◆ **GIVEN INSTRUCTION**: Reproduce the line that holds "Can you find the player's" together with all the lines after it up to the end of the entries.

::::

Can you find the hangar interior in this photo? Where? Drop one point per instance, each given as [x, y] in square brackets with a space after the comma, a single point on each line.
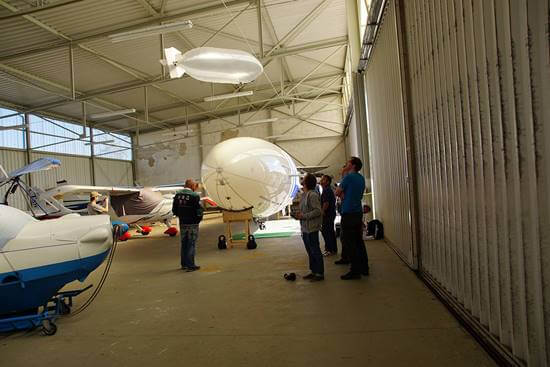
[444, 101]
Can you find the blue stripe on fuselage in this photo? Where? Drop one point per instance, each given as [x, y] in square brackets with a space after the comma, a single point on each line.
[43, 282]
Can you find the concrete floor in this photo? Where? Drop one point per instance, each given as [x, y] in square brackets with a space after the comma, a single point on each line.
[238, 311]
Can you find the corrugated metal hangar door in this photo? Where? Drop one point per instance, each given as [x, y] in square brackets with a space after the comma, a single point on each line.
[464, 86]
[389, 168]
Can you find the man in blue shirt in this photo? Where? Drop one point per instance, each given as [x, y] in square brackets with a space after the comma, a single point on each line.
[328, 208]
[351, 191]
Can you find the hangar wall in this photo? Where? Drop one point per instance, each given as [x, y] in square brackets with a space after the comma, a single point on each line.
[74, 169]
[308, 132]
[475, 81]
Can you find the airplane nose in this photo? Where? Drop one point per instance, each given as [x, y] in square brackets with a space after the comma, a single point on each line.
[98, 239]
[96, 236]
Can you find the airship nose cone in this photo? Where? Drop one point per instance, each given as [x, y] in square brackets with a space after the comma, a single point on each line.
[218, 65]
[247, 172]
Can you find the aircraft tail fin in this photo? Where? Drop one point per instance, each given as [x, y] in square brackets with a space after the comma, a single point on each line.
[3, 174]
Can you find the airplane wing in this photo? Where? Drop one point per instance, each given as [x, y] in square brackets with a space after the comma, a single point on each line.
[63, 190]
[311, 169]
[42, 164]
[167, 189]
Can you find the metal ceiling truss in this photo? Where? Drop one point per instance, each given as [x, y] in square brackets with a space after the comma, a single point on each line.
[154, 81]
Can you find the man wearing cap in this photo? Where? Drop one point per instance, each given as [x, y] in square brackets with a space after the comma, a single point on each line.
[187, 207]
[94, 207]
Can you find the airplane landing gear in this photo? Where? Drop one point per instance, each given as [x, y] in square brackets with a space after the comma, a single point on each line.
[48, 327]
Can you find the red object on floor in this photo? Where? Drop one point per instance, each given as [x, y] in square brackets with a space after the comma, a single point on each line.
[125, 236]
[172, 231]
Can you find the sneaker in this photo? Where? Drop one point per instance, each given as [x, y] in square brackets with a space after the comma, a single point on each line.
[317, 278]
[350, 276]
[341, 262]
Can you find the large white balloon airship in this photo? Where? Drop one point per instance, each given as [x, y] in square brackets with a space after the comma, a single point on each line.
[243, 173]
[213, 65]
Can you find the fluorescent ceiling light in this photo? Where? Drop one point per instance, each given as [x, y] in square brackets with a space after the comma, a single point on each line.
[151, 31]
[13, 127]
[175, 133]
[100, 142]
[257, 122]
[112, 113]
[229, 95]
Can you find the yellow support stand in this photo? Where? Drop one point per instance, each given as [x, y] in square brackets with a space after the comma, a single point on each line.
[244, 216]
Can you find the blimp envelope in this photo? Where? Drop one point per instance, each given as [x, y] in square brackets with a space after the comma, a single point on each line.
[244, 173]
[214, 65]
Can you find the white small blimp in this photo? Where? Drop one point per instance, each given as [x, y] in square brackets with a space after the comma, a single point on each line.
[243, 173]
[213, 65]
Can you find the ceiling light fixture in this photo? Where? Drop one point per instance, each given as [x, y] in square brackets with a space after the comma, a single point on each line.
[112, 113]
[175, 133]
[13, 127]
[100, 142]
[151, 31]
[257, 122]
[228, 95]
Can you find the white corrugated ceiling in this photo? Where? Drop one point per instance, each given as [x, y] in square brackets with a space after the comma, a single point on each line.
[34, 54]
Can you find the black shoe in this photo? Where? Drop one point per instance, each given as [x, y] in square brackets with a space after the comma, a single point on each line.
[350, 275]
[191, 268]
[317, 278]
[341, 262]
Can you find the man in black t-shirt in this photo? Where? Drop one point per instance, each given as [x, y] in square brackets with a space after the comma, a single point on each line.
[187, 207]
[328, 208]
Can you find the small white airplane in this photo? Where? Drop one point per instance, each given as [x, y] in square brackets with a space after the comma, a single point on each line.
[37, 258]
[139, 207]
[135, 206]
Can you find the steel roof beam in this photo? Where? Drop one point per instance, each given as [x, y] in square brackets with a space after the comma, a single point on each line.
[37, 9]
[103, 34]
[299, 28]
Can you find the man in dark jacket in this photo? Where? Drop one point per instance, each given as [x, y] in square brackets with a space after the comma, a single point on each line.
[187, 207]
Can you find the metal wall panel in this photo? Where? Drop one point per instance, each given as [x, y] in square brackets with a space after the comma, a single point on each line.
[110, 172]
[476, 92]
[11, 160]
[75, 170]
[387, 138]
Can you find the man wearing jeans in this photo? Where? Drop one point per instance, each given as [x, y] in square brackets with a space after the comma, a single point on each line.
[187, 207]
[351, 191]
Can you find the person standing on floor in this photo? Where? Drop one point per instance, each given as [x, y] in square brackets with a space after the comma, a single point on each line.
[187, 207]
[351, 191]
[310, 222]
[328, 208]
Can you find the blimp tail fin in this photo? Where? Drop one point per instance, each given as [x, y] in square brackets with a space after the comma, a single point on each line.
[3, 174]
[172, 61]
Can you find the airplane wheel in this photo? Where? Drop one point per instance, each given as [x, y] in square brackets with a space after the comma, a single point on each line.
[49, 328]
[64, 308]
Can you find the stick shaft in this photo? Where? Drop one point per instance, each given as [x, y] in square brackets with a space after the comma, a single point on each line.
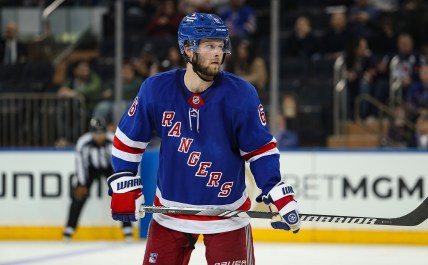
[416, 217]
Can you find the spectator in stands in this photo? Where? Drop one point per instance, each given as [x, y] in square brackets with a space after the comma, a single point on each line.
[385, 37]
[166, 21]
[190, 6]
[362, 18]
[412, 18]
[130, 86]
[418, 92]
[407, 69]
[147, 64]
[173, 61]
[302, 43]
[360, 73]
[83, 83]
[12, 51]
[245, 63]
[399, 133]
[420, 139]
[240, 19]
[335, 37]
[285, 138]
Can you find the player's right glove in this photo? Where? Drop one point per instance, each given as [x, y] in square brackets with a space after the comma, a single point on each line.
[282, 196]
[126, 193]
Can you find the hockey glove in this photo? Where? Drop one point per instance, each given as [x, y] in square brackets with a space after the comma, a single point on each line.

::::

◆ **RESPONSE**:
Can you find the player's right glove in this photo? Where? Drop one point per instance, each given as [x, y] in square brackets with a space after the comma, a single point on each line.
[282, 196]
[126, 193]
Can you find the hockey glove in this photo? Where? Drop one point per instance, each given as [x, y] in square brackets with a space after the comma, a single point on each line.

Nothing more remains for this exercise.